Text segment
==================================================
Carlo said Lai broke the terms of the contract by reading the slides that were supposed to be "blinded" -- reviewed without knowing whether they were from exposed or unexposed animals. Lai and Singh's payment for the study was held up while lawyers sorted out the details, Carlo said, but they eventually were paid.

Motorola also paid for a repeat of the Lai-Singh work, contracting with Joseph Roti Roti, a researcher at Washington University in St. Louis, to do it. Roti Roti did not find DNA breaks, but he used a different method of assessing the DNA damage than Lai and Singh used, one Lai says is much less sensitive.

"We never got an explanation why they used that method," Lai said. "You have to use exactly the same method to replicate an experiment."

Roti Roti said his method works just as well, and that he found no effects.

Slesin, who has covered the research field for 20 years, said many scientists now support the approach used by Lai and Singh.

"The industry had no interest in finding out why the two labs got different results. Their position was that Roti-Roti was right, Lai was wrong," Slesin said, "but at least three or four other labs have done the work using [the Lai-Singh approach] and shown the DNA breaks."

Other studies, conducted in the United States and Europe, have raised additional concerns.

Research by Leif Salford, reported in 2003, found that the brains of young rats were damaged after two hours of exposure to cell-phone radiation. The findings were published in 2003 in Environmental Health Perspectives, a U.S. National Institutes of Health journal.
==================================================
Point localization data

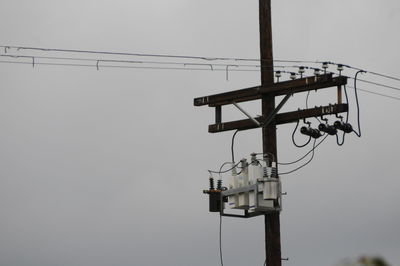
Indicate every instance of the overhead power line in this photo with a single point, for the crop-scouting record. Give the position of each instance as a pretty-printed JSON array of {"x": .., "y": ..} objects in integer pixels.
[{"x": 19, "y": 48}]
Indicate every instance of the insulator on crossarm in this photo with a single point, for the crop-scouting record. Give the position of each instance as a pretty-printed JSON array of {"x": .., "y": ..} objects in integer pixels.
[
  {"x": 345, "y": 127},
  {"x": 340, "y": 69},
  {"x": 325, "y": 66},
  {"x": 311, "y": 132},
  {"x": 331, "y": 130},
  {"x": 301, "y": 71},
  {"x": 278, "y": 74},
  {"x": 219, "y": 184},
  {"x": 211, "y": 183}
]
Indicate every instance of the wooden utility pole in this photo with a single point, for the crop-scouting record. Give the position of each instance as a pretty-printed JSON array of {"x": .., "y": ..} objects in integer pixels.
[
  {"x": 268, "y": 121},
  {"x": 272, "y": 220}
]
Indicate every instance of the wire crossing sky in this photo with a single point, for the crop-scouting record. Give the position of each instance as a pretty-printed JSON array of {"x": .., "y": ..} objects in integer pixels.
[{"x": 104, "y": 158}]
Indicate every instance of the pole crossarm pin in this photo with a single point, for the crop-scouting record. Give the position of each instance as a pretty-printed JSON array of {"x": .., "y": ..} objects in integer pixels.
[{"x": 246, "y": 114}]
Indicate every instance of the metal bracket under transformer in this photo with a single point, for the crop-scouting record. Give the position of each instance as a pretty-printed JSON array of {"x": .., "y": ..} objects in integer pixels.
[{"x": 258, "y": 205}]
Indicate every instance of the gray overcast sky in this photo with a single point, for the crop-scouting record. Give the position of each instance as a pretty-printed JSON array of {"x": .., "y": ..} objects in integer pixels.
[{"x": 107, "y": 167}]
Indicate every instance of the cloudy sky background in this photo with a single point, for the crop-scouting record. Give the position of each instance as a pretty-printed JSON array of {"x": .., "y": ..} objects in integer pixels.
[{"x": 106, "y": 167}]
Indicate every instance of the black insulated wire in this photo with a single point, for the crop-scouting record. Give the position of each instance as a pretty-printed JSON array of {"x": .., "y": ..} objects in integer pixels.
[{"x": 358, "y": 104}]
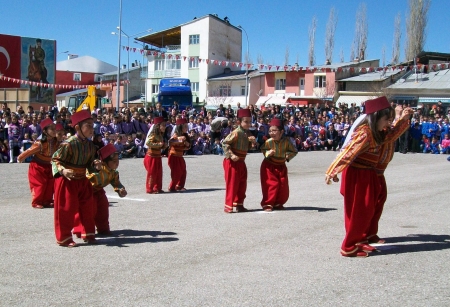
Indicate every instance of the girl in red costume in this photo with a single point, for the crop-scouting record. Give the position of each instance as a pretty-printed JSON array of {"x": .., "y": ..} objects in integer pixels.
[
  {"x": 152, "y": 160},
  {"x": 178, "y": 143},
  {"x": 274, "y": 175},
  {"x": 357, "y": 161},
  {"x": 40, "y": 169}
]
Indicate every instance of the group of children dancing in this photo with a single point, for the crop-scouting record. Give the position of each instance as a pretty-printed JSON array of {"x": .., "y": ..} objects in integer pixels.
[{"x": 70, "y": 175}]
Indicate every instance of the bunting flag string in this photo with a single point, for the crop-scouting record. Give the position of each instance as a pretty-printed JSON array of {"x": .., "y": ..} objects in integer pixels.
[
  {"x": 58, "y": 86},
  {"x": 284, "y": 67}
]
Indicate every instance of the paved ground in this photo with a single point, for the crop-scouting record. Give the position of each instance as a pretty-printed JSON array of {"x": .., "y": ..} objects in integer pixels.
[{"x": 182, "y": 250}]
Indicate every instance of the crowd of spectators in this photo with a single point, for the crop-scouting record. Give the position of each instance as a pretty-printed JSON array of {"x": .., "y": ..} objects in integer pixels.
[{"x": 310, "y": 128}]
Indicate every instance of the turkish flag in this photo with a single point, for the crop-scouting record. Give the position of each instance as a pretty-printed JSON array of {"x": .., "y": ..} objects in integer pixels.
[{"x": 10, "y": 55}]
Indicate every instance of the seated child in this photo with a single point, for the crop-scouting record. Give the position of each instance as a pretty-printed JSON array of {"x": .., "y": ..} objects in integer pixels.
[
  {"x": 217, "y": 147},
  {"x": 445, "y": 145},
  {"x": 129, "y": 149}
]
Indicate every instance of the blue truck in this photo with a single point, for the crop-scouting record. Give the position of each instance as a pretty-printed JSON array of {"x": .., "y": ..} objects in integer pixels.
[{"x": 175, "y": 89}]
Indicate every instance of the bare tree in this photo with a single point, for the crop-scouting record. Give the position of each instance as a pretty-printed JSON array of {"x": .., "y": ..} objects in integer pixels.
[
  {"x": 397, "y": 37},
  {"x": 286, "y": 56},
  {"x": 361, "y": 31},
  {"x": 416, "y": 24},
  {"x": 329, "y": 36},
  {"x": 312, "y": 37}
]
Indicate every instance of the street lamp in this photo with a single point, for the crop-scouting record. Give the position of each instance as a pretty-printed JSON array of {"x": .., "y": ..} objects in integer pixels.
[
  {"x": 62, "y": 53},
  {"x": 246, "y": 67},
  {"x": 118, "y": 66},
  {"x": 128, "y": 56}
]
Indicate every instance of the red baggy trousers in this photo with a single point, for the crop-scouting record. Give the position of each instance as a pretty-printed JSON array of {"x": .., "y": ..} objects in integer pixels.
[
  {"x": 274, "y": 184},
  {"x": 72, "y": 197},
  {"x": 373, "y": 227},
  {"x": 235, "y": 182},
  {"x": 177, "y": 172},
  {"x": 41, "y": 183},
  {"x": 361, "y": 190},
  {"x": 153, "y": 165},
  {"x": 100, "y": 211}
]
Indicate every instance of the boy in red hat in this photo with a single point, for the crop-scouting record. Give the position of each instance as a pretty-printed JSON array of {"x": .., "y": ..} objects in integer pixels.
[
  {"x": 178, "y": 143},
  {"x": 358, "y": 161},
  {"x": 40, "y": 169},
  {"x": 73, "y": 191},
  {"x": 108, "y": 174},
  {"x": 274, "y": 175},
  {"x": 152, "y": 160},
  {"x": 235, "y": 147}
]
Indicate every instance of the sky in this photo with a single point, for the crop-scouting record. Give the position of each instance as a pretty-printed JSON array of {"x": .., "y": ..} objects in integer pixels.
[{"x": 84, "y": 27}]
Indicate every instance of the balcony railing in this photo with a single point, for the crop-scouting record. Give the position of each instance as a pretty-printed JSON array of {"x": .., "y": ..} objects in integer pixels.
[{"x": 171, "y": 73}]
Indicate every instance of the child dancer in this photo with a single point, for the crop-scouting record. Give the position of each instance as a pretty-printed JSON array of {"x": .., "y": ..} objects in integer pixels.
[
  {"x": 235, "y": 147},
  {"x": 386, "y": 154},
  {"x": 73, "y": 191},
  {"x": 179, "y": 142},
  {"x": 360, "y": 184},
  {"x": 273, "y": 173},
  {"x": 108, "y": 174},
  {"x": 152, "y": 160},
  {"x": 40, "y": 170}
]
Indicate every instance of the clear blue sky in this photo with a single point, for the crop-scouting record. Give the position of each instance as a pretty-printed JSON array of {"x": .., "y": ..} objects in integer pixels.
[{"x": 84, "y": 27}]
==================================================
Brief A
According to the passage on cell-phone radiation research, how long were the young rats in Leif Salford's study exposed before their brains showed damage?
Brief B
In the passage on cell-phone radiation research, why does Lai reject Roti Roti's study as a repeat of the Lai-Singh work?

Answer space A
Two hours.

Answer space B
Roti Roti assessed DNA damage with a different method from the one Lai and Singh used, and Lai says that method is much less sensitive. Lai holds that an experiment can only be replicated with exactly the same method.